ФРАГМЕНТ ТЕКСТА
───
Если говорить об эмоциональном пафосе этой баллады, то его можно сформулировать как пафос взволнованного и радостного предчувствия: «я жду и надеюсь, и вы ждите и надейтесь; уже скоро!» В результате миссия самого поэта оказывается родственной миссии бодрствующего проповедника, то есть, используя позднейшее определение Жуковского, поэт становится «сторожем нетленной той завесы», которой задернут от нас таинственный мир; провозвестником царства истины, «стоящим при Девах», ободряющим своим словом унылых и призывающим уснувших к пробуждению в предрассветный час.
───
ИЗВЛЕЧЁННЫЕ ДАННЫЕ
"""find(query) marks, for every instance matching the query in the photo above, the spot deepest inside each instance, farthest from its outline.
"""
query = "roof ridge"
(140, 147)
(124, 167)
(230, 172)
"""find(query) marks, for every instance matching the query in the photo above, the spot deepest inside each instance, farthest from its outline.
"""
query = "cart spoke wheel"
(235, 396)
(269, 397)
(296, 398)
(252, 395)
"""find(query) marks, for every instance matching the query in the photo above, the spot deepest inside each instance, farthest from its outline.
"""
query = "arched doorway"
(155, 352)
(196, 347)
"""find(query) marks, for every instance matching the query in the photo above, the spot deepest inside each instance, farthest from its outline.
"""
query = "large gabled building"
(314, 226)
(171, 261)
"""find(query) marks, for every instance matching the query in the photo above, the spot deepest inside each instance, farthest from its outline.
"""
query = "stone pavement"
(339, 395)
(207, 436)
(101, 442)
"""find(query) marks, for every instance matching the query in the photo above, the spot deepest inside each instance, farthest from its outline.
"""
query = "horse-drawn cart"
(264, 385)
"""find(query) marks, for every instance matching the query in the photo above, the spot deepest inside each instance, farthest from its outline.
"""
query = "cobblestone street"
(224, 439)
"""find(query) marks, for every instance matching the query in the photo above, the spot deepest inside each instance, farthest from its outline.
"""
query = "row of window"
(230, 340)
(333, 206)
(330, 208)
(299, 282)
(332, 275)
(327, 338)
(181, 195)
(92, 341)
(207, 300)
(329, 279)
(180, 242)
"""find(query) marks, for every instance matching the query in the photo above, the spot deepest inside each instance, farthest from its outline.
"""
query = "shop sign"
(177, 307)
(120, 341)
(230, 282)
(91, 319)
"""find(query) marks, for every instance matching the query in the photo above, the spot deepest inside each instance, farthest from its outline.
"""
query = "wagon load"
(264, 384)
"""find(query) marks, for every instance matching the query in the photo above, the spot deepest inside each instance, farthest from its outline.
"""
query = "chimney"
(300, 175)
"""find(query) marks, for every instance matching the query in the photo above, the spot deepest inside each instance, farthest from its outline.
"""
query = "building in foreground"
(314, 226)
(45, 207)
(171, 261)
───
ЗАДАНИЯ
a) Ответьте по фрагменту о балладе на три вопроса, отмечая ответы так же:
(i) Как сформулирован эмоциональный пафос баллады?
(ii) Чьё позднейшее определение используется для описания миссии поэта?
(iii) Кого и в какой час поэт призывает к пробуждению?
b) Допишите фрагмент о балладе, продолжив его сразу после последнего предложения.
Данные никак не связаны с фрагментом о балладе.

ОТВЕТЫ
a)
(i) Как пафос взволнованного и радостного предчувствия.
(ii) Определение Жуковского.
(iii) Уснувших, в предрассветный час.

b)
Таким образом, «Вадим» (и «Двенадцать спящих дев» в целом) может быть интерпретирован как своего рода «мистическая баллада»[92], «шифрующая» апокалиптический сюжет, лирически переживаемый автором: история о пробуждении души в урочный час, ее соединении (браке) со своим избавителем-искупителем и мистическом преображении мира[93]. В то же время отсутствие открытой дидактики и аллегорий, характерных для теософских поэм XVIII века, обилие «чудес» и увлекательных происшествий, свободно сменяющих друг друга в лирическом повествовании, грациозность рассказа и легкая ирония, сообщаемая балладе шутливым посвящением («Дев я разбудил… // Не усыпить бы друга»), — все это сближает жанровый эксперимент Жуковского с мистической «сказкой» (Mährchen), в которой, по Новалису, все «чудесно, таинственно и оживленно» и которая, описывая отдаленные полулегендарные времена, является «одновременно пророческим изображением» будущего (Новалис 1934: 134). Обращаясь к русской средневековой старине, Жуковский поступает как «истинно сказочный [зд.: романтический. — И.В.] поэт», то есть, по Новалису, как «провидец будущего» (Там же).
Когда мистическая волна середины 1810-х годов схлынула, символический смысл поэмы о спящих девах потерял свою былую определенность и стал казаться читателям туманным поэтическим чаянием мечтательного романтика.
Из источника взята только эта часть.